[Items listed in a dataset]
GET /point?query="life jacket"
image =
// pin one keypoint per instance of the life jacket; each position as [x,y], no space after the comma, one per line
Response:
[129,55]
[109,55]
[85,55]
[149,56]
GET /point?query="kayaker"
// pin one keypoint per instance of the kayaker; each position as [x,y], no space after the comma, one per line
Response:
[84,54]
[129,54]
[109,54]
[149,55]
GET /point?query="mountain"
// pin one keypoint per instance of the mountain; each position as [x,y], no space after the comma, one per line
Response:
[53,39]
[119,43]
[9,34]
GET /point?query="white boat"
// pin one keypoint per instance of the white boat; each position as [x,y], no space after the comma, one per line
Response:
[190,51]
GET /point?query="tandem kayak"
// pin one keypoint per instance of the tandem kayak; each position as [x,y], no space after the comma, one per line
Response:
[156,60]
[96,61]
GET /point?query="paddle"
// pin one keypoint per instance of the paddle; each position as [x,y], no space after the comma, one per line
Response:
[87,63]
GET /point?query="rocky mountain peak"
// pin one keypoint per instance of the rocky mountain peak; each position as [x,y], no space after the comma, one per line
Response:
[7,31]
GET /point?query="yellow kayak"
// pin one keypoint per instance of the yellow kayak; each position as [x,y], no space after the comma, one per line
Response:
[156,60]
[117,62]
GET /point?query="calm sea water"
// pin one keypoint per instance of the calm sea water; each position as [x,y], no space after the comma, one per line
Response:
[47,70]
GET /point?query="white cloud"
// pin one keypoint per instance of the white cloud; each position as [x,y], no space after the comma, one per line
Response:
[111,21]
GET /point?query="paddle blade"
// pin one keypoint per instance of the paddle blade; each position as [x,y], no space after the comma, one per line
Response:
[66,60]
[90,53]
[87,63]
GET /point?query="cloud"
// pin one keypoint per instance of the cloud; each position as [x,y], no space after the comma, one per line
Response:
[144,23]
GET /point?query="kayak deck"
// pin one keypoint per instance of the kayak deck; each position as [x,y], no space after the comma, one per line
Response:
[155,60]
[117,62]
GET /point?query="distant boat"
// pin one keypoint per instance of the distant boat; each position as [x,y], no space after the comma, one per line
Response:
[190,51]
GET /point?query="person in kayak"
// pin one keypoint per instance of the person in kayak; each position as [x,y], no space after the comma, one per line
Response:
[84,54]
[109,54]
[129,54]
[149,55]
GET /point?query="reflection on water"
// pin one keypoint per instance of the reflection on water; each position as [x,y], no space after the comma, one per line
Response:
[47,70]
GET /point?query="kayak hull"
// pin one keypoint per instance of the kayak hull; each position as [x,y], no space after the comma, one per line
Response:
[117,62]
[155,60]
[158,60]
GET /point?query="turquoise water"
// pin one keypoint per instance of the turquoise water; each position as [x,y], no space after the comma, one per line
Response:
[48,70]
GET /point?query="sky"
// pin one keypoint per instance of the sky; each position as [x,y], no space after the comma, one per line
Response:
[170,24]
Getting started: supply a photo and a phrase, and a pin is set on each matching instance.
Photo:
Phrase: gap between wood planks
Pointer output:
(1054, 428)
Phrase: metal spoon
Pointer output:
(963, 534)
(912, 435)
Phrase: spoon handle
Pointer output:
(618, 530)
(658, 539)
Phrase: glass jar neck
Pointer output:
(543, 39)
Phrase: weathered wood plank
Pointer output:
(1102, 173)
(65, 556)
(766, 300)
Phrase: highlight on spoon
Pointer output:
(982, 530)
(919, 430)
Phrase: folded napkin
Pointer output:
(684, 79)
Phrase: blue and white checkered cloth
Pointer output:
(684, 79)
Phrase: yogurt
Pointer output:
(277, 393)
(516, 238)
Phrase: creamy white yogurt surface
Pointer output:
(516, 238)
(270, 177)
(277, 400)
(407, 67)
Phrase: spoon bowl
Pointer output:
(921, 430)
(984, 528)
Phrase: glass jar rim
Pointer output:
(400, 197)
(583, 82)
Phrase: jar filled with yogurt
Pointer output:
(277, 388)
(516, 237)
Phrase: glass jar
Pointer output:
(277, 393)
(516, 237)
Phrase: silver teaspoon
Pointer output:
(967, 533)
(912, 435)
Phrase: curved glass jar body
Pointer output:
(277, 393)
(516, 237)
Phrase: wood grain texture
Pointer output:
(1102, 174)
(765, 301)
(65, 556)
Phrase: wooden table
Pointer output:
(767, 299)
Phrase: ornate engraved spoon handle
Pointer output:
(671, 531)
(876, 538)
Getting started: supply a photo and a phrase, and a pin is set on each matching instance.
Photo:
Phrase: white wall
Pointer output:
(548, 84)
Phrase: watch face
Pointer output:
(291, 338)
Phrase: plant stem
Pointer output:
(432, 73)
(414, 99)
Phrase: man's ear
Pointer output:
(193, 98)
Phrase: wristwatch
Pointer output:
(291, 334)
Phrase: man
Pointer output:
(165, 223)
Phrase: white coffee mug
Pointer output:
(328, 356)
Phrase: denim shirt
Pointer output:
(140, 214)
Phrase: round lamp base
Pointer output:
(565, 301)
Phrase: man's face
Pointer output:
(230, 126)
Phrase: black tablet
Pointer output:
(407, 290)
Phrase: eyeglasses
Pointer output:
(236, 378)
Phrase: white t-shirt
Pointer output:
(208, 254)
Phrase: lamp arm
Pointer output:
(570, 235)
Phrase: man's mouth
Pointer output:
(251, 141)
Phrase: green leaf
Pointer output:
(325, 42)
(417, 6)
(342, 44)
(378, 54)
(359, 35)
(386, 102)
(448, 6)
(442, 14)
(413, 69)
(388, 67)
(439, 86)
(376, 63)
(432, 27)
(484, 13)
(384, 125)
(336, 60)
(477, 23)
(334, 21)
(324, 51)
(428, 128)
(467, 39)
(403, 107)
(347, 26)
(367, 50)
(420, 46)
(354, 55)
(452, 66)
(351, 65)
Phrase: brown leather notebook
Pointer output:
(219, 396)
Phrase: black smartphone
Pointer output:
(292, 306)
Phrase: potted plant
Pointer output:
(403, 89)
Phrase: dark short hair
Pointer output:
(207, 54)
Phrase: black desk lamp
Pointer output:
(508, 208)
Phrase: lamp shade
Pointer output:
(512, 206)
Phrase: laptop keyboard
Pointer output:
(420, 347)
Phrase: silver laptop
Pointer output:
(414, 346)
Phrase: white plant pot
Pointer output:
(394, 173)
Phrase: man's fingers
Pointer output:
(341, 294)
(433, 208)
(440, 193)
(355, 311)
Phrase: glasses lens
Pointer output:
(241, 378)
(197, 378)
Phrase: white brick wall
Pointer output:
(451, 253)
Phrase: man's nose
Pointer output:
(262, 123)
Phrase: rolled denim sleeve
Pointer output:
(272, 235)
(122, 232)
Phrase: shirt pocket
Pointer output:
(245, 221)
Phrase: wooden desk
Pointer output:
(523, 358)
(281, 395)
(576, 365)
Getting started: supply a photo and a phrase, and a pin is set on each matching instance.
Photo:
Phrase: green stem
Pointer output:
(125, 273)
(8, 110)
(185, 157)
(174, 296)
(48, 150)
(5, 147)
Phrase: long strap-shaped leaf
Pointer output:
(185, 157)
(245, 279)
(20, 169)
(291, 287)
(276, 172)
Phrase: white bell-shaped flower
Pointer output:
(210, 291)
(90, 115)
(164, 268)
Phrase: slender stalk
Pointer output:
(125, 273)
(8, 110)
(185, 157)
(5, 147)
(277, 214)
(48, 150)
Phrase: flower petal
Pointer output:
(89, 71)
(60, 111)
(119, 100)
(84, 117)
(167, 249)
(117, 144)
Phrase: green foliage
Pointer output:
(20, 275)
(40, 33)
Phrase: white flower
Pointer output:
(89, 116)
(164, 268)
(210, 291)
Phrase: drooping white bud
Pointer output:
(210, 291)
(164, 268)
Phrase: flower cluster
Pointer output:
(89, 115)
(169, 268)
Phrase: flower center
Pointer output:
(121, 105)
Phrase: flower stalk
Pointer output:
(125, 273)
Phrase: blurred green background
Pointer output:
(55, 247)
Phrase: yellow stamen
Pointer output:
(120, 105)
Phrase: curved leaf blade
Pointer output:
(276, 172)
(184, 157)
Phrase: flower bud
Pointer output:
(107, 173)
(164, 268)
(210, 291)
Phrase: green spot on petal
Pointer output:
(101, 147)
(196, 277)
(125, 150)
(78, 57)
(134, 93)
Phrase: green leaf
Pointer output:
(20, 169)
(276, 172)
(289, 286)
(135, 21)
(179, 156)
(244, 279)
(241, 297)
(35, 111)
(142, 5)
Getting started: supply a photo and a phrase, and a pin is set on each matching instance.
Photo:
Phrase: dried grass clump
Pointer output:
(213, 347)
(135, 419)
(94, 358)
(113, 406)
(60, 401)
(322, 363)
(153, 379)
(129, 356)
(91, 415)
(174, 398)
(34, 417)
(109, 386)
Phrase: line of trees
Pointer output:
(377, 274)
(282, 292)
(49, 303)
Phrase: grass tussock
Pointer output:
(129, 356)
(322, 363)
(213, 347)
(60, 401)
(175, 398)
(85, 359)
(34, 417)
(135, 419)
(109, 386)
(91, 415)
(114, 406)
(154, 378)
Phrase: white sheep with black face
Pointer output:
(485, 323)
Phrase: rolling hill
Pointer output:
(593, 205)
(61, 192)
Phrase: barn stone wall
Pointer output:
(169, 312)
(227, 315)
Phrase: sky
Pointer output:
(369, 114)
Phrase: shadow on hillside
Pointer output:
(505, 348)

WHAT YOU WILL DO:
Gather all lines from the records above in which "water" appears.

REPLY:
GET /point?query="calm sea water"
// pin one keypoint per instance of the calm sea water; each position as [x,y], no space after the comma, one per line
GET /point?query="reflection on water"
// pin one keypoint per instance of the reflection on water; each position as [x,y], no space after the comma, one per line
GET /point?query="turquoise water"
// pin one keypoint per instance of the turquoise water; each position as [x,y], no space after the comma, one per line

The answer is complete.